• **Excerpt provided**:
* * *
Pihole dhcp > no hostnames on router

The issue I'm having is the display of hostnames. If the router manages DHCP, then the Pihole shows no hostnames. Likewise, if the Pihole is handles DHCP then the router doesn't know the names.

Right now, the PI is my DHCP server. Isn't there a way to have the router automatically read hostnames from the pihole, or have the pihole transmit them to the router? Or is it truly necessary to manually update the hostnames into the non-DHCP device?

In case this helps, here are the relevant devices.

Linksys wrt1900acs v2 running Gargoyle
Pihole running on a RPI connected to the router via ETH0.

Why do you want the router to see hostnames? Does it have a page of clients you want to access? Try setting the router's WAN DNS server to the Pi-hole.

Why? Hmm. I suppose because its easier to survey the network landscape if I see hostnames along with the IP address on the router's configuation pages. Pretty much the same reason DNS was invented; names not numbers.

I should mention that the Pihole works great. It blocks ads like a boss on all devices. As far as I can tell its working as intended. The router's WAN DNS has pointed to the Pihole since day one.

I'm not sure how much this has to do with the Pihole directly. It isn't related to blocking ads, I don't think. My thought was that perhaps for this to happen, there is some combination of dnsmasq settings that would do it. But I don't really know.

But since nowhere on the web could I find anything about other people having this problem, I'm wondering if its even possible. Either its working like I think it should for everyone else but me, or nobody else minds the lack of hostnames. I've been trying to puzzle this one out for a few weeks and am at wits end.

Can I do it? If so, how?

I'd think that if the router has the Pi-hole as its DNS, then it would be able to look up hostnames. Otherwise, you can use the Pi-hole's DHCP section of the settings to see all the device hostnames (I believe).

Turns out I can resolve hostname or hostname.mydomain but only from the Pihole. All connected devices, and the router itself from SSH, will not.
* * *
• **Data provided**:
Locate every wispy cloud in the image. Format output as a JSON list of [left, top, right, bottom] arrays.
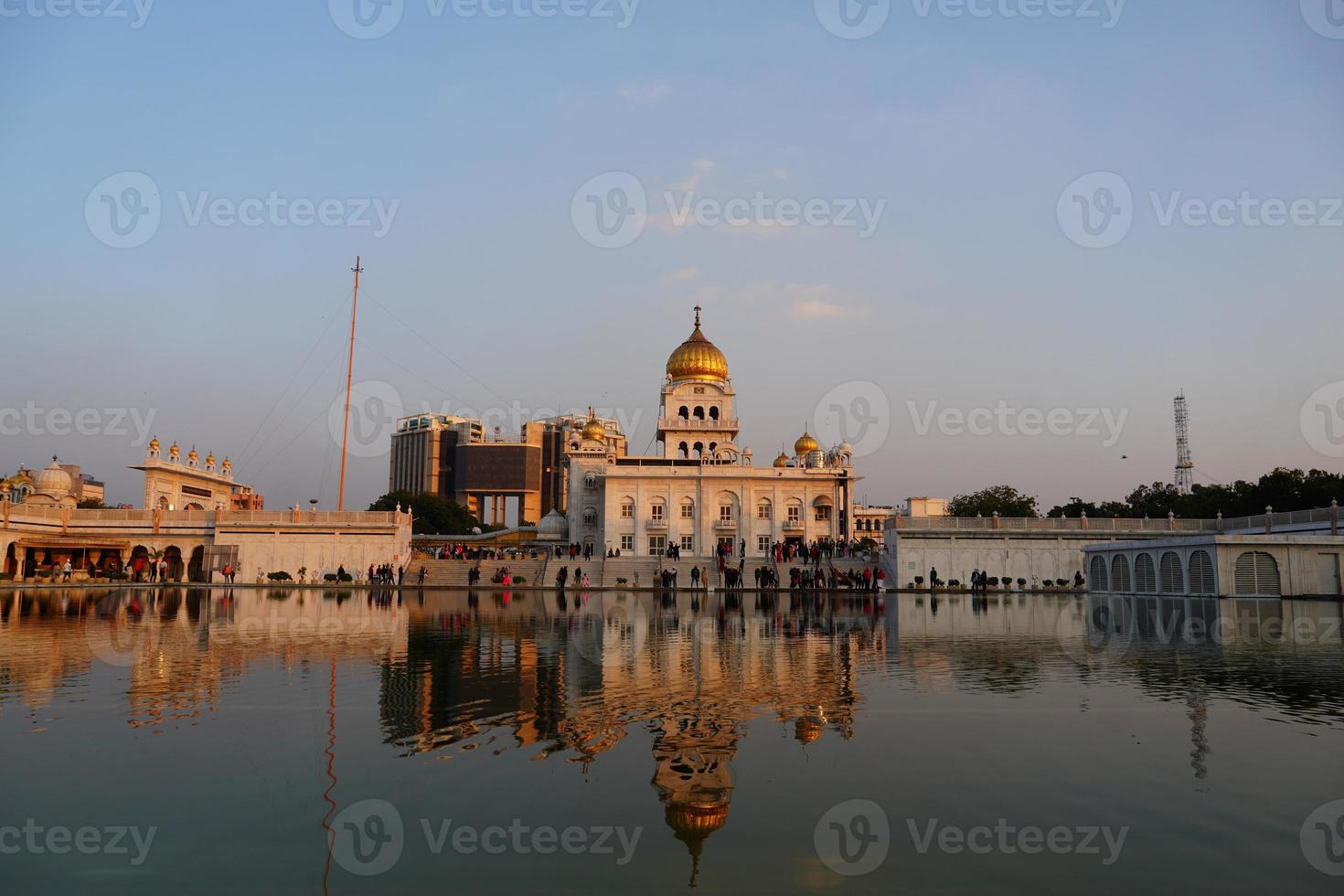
[[695, 281, 869, 323], [668, 158, 714, 192], [658, 267, 700, 286], [615, 82, 673, 102]]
* * *
• **Task list**:
1 - From the Pi-hole hostname thread, copy word for word the stretch from "Pihole dhcp >" through "the non-DHCP device?".
2 - Pick up the forum discussion about Pi-hole DHCP and router hostnames after its final sentence and keep it going.
The data has no connection to the Pi-hole discussion above.

• **The answers**:
1 -
Pihole dhcp > no hostnames on router

The issue I'm having is the display of hostnames. If the router manages DHCP, then the Pihole shows no hostnames. Likewise, if the Pihole is handles DHCP then the router doesn't know the names.

Right now, the PI is my DHCP server. Isn't there a way to have the router automatically read hostnames from the pihole, or have the pihole transmit them to the router? Or is it truly necessary to manually update the hostnames into the non-DHCP device?

2 -
You're right that hostnames show on the pihole admin page. But the router hosts page also includes other information associated with the hosts as well as the network at large. So its very useful information to have in the router for all kinds of administration purposes.

In fact, I switched over to using the pihole's DHCP server precisely because it was recommended in other forum threads that doing so would solve the resolution problems. Alas.

Just to be clear, you're saying that local domain and hostname resolution should work out of the box?

I don't use the DHCP part myself, so others would be better suited to answer that question. I'd expect that since the Pi-hole knows the hostnames and can reverse-lookup them, then clients should be able to query the Pi-hole in the same manner. I know that there's a feature exposed in the DHCP settings to generate domains such as hostname.local, which should allow any client to go to that domain and connect the that host.

My router and pihole both have places in the web config to specify the local domain, which I filled out. This didn't work. So because most threads surrounding this issue mention this "fix", I added

domain=castle.hom
Local=/castle.hom/

to /etc/ hosts on the router and on the pihole. This didn't work. Pinging any device in the form of hostname.castle.hom from the router CLI responds with: ping: bad address 'hostname.castle.hom'

So then I added the domain info to /etc/dnsmasq.d/01-pihole.conf as per this thread. Reboot PI,reboot router, no joy.

You yourself brought up gravity.list in that same thread. At the top of my gravity list is the Pihole's address, followed by 0.0.0.0.

It doesn't look right to me, but I don't know what should go there so I didn't change it.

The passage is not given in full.